Le 20 octobre 2023, le projet de loi de finances pour 2024 a été adopté en première lecture à l’Assemblée nationale en application de la procédure prévue à l’article 49, alinéa 3 de la Constitution.
Le projet de loi de finances contient plusieurs mesures fiscales concernant le secteur de l’immobilier.
Pacte Dutreil : exclusion de la location de locaux meublés ou d‘établissements commerciaux ou industriels équipés (art. 3 vicies)
Pour rappel, les transmissions par décès et les donations (i) de parts ou actions de sociétés et (ii) de biens meubles et immeubles, corporels ou incorporels affectés à l’exploitation d’une entreprise individuelle sont partiellement exonérées de droits de mutation à titre gratuit sous réserve notamment que l’entité concernée exerce une activité industrielle, commerciale, artisanale, agricole ou libérale.
Brisant la jurisprudence récente en la matière, le projet de loi de finances exclut du dispositif Dutreil les activités patrimoniales consistant en la location de locaux meublés ou d’établissements commerciaux ou industriels munis d’équipements nécessaires à leur exploitation.
Par ailleurs, il prévoit d’inscrire dans la loi la notion d’activité principale ainsi qu’une définition des sociétés dites « holding animatrices de leur groupe ».
Cette disposition s’appliquerait aux transmissions intervenues à compter du 17 octobre 2023.
Pour davantage de précisions, nous renvoyons le lecteur à notre article dédié à cette disposition (cf. Pacte Dutreil : la location meublée et équipée en ligne de mire du Gouvernement).
Impôt sur la fortune immobilière (IFI) : exclusion des dettes non liées à des actifs imposables (art. 3 duovicies)
Pour mémoire, l’assiette taxable à l’IFI est constituée par la valeur nette de l’ensemble des actifs immobiliers appartenant au 1er janvier de l’année d’imposition aux contribuables concernés.
Ainsi, la valeur de l’actif immobilier peut être minorée à hauteur :
- des dettes contractées directement par le contribuable lorsqu’elles sont afférentes à des actifs imposables ; et
- de l’ensemble des dettes contractées par une entité détenue par le contribuable, y compris celles afférentes à des actifs non imposables détenus par cette entité.
Pour harmoniser l’assiette taxable à l’IFI, le projet de loi de finances prévoit d’exclure les dettes, contractées directement ou indirectement par une société ou un organisme, lorsqu’elles ne sont pas afférentes à des actifs imposables de sorte qu’elles ne seront plus retenues pour la valorisation de la fraction des parts ou actions imposables.
Cette mesure devrait s’appliquer à l’IFI dû à compter de 2024.
Meublés de tourisme : restriction du champ d’application du régime spécifique micro-BIC (art. 5 duodecies)
--------------------------------------------------
--- Consigne de travail ---
Recopiez à l’identique le passage de l’extrait du document allant de « Pour davantage de » jusqu’à « (art. 3 duovicies) ».

--- Informations fournies ---
--------------------------------------------------
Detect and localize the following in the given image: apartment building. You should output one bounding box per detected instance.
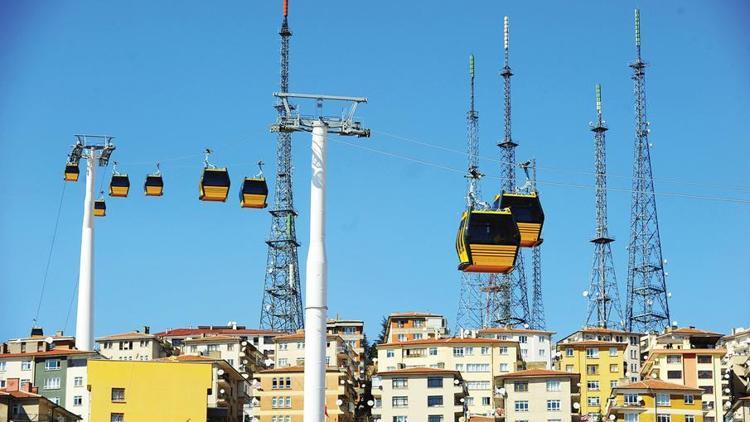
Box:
--------------------------------------------------
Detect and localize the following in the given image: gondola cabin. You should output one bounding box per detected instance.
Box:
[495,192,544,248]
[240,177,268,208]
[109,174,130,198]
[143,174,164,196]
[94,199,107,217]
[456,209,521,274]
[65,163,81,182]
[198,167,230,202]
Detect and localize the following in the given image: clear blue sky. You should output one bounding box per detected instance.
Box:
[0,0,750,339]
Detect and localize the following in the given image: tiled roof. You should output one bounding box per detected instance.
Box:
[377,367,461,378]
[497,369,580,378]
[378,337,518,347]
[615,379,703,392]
--------------------------------------------------
--- Corrigé ---
Pour davantage de précisions, nous renvoyons le lecteur à notre article dédié à cette disposition (cf. Pacte Dutreil : la location meublée et équipée en ligne de mire du Gouvernement).
Impôt sur la fortune immobilière (IFI) : exclusion des dettes non liées à des actifs imposables (art. 3 duovicies)